■ Task goal
All lines of the entries with "query" in them must be listed.

■ Supplied records

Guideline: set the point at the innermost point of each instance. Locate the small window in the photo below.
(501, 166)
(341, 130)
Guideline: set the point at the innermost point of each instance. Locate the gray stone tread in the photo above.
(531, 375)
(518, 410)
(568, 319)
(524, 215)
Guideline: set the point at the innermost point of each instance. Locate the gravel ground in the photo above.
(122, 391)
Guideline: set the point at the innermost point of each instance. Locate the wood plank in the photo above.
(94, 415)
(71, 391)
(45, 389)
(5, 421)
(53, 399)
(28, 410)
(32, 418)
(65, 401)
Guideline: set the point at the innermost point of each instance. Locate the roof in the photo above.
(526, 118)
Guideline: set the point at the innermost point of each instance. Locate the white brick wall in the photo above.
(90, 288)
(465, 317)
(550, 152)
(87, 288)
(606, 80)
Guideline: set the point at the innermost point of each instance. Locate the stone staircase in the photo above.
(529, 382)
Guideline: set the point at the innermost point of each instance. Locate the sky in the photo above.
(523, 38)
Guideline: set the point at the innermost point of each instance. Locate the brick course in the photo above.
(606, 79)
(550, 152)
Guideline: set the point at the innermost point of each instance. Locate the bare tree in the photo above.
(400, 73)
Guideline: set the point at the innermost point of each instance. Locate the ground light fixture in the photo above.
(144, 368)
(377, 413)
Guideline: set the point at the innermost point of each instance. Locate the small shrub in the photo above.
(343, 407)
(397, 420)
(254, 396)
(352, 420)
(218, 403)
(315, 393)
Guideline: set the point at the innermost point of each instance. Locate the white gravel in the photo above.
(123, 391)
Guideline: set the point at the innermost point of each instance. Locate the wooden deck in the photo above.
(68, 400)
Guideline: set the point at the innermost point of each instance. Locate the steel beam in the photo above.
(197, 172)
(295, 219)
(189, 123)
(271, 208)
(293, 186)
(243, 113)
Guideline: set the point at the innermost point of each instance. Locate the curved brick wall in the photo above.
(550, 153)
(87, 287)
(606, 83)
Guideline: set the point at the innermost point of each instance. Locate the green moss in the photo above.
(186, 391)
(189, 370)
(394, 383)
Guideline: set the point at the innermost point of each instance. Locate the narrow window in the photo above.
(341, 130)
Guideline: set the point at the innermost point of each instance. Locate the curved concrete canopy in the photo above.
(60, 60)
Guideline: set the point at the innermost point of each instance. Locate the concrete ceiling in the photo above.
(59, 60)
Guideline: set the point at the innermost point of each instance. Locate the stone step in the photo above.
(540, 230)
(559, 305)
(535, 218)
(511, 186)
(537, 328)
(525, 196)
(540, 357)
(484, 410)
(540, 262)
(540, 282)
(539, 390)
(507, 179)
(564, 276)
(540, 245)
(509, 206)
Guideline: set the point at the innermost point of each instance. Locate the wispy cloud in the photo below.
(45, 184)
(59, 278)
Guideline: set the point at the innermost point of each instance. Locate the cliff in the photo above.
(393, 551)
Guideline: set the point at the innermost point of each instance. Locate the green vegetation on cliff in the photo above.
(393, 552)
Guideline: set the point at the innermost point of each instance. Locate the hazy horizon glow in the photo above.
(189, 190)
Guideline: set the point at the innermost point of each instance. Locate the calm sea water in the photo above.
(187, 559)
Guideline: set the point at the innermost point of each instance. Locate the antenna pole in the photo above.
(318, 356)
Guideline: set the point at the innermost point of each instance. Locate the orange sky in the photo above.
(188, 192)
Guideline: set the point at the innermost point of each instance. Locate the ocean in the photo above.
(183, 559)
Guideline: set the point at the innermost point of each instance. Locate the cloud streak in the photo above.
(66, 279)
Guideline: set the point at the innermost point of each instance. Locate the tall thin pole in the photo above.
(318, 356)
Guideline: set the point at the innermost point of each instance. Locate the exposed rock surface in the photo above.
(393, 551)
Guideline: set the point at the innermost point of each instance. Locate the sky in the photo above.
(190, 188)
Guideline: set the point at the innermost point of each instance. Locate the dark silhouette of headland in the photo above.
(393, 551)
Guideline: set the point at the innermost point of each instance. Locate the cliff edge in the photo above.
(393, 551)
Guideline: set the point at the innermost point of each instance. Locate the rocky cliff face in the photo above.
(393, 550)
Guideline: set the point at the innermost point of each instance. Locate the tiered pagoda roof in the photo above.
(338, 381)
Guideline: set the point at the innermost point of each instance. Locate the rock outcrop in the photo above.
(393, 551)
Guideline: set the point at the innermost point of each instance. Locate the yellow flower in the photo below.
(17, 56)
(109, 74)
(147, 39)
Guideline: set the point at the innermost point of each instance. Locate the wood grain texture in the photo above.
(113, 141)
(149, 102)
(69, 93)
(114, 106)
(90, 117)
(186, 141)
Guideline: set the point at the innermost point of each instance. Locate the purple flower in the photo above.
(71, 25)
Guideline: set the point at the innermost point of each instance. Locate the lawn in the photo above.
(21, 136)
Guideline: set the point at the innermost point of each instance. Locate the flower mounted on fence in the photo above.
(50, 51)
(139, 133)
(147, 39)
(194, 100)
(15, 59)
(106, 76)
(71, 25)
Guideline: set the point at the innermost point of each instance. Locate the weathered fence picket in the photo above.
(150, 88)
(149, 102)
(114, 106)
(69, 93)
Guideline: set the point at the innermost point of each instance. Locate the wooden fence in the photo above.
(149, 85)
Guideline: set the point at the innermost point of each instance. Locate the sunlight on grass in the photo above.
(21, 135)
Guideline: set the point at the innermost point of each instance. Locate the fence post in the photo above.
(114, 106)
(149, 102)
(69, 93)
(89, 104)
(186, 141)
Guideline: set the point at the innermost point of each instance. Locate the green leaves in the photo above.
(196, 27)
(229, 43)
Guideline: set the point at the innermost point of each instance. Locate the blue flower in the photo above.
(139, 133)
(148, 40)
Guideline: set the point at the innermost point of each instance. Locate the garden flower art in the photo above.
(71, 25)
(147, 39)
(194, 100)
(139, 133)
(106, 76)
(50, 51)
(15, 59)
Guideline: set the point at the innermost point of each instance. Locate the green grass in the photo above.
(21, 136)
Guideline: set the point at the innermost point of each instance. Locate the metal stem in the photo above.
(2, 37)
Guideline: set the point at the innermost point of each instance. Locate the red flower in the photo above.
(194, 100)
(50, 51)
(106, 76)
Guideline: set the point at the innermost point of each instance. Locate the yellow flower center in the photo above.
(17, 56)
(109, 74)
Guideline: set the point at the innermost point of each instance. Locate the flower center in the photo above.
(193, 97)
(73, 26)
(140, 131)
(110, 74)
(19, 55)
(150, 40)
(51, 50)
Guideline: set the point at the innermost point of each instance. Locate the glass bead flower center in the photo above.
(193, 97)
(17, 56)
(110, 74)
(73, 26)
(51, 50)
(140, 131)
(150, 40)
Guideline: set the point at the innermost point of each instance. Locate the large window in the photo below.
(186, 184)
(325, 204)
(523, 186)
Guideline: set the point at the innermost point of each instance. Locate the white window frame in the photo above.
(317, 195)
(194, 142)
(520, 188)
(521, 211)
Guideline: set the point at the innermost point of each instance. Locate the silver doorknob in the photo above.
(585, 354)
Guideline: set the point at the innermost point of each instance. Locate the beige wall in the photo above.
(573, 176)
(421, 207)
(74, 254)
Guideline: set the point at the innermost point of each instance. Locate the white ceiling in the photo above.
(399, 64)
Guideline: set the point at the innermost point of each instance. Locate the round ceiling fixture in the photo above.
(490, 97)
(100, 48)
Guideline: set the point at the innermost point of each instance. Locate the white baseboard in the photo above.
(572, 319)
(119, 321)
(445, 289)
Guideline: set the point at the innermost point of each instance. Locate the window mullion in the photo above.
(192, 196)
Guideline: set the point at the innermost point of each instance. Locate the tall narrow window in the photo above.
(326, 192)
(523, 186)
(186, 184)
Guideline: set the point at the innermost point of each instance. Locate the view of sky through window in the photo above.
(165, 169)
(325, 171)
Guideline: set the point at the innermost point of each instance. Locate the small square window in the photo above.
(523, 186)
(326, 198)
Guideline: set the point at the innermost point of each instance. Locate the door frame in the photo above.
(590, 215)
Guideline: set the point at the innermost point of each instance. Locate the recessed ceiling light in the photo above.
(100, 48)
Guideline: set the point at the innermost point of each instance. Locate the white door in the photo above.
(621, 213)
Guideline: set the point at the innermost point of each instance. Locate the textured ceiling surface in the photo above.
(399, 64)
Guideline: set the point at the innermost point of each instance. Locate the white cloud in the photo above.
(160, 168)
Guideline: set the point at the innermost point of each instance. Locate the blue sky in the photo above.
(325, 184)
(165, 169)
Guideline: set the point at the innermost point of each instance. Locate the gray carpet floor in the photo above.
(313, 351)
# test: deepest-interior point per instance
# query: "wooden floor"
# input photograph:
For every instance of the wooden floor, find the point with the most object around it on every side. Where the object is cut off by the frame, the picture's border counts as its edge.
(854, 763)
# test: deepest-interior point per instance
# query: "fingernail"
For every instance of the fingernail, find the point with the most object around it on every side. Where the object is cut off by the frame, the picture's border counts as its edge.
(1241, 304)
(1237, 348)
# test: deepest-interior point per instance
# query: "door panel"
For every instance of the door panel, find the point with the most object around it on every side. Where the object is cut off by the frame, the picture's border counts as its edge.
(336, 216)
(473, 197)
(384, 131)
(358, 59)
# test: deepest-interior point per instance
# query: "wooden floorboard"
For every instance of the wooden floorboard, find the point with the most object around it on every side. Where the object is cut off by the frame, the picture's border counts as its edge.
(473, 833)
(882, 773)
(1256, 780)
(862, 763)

■ Exercise response
# query: "wooden floor"
# query: "fingernail"
# query: "door panel"
# query: "wooden floorboard"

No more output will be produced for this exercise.